* [Problem]:
In the profile of Buzz Aldrin, what job did he end up doing in Beverly Hills after leaving the armed services?

That was the appeal of the Apollo missions: these crop-haired thirty-somethings dicing with death going somewhere no one else had been. Aldrin sees his role now as reactivating that spirit. He reckons we should go back to the moon, this time to develop it, and look to get to Mars in a couple of decades. "We have to take the new generation with us, so they can say that their generation participated." He'll try anything to reach that new generation: he writes children's books, is using Twitter (or Tweeter, as he calls it), and recently recorded a rap record called Rocket Experience with Snoop Dogg - one huge step for a man of a certain age.

Aldrin holds nothing back when talking about how bad things were when he fell to earth in the early 70s. He rejoined the US air force - he had been a fighter pilot - but his role as commander of a test pilot school didn't work out, he quit the armed services at 42, started drinking, had an affair, suffered depression, his marriage broke up, he went through another brief marriage, and eventually found himself selling Cadillacs (or, rather, not selling - he was a terrible salesman) in Beverly Hills and becoming dependent on drink.

He outlines the reasons for his collapse in his somewhat convoluted Buzz-ese, but it's a perceptive self-analysis: "I inherited tendencies in different directions [depression and an addictive personality] and those directions, if you feed them with a life of perfection and discipline and then remove that all of a sudden, it's probably going to go back to some of the more deep-seated concerns about self-worth and achievement. You did that as part of a team; what are you doing now? You get a job as a car salesman and you're a horrible car salesman. What does that do to a person's ego."

What he did was to get sober, marry again - this time for keeps - and re-engage with space. It's no accident that Buzz Lightyear, the space ranger in animated film Toy Story, is named after Aldrin, who shares his limitless enthusiasm for exploration. Lucky, though, that Aldrin abandoned his real name, Edwin, preferring the nickname given by one of his two sisters, who said "buzzer" instead of "brother". Edwin Aldrin would just have been the second guy on the moon; Buzz Aldrin is the ur-spaceman, if not quite declaring, "To infinity and beyond", convinced that eventually we can get pretty close.

* [Data for analysis]:
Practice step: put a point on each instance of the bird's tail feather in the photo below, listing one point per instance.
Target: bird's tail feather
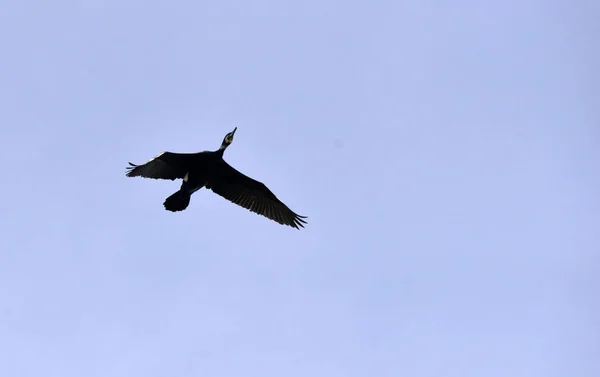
(177, 202)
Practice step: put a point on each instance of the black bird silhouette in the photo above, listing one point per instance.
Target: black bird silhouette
(208, 169)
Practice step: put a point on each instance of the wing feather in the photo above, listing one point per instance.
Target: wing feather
(166, 165)
(252, 195)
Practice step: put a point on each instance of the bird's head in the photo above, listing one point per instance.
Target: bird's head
(228, 139)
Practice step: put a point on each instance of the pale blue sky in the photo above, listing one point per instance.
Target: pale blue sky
(446, 154)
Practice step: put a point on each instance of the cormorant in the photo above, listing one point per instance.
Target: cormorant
(208, 169)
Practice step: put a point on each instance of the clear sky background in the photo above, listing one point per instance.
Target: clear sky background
(446, 155)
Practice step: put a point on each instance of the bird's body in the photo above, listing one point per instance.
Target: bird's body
(208, 169)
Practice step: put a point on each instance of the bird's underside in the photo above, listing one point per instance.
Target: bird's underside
(209, 170)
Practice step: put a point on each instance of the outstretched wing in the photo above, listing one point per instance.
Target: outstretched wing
(167, 165)
(252, 195)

* [Answer box]:
Selling Cadillacs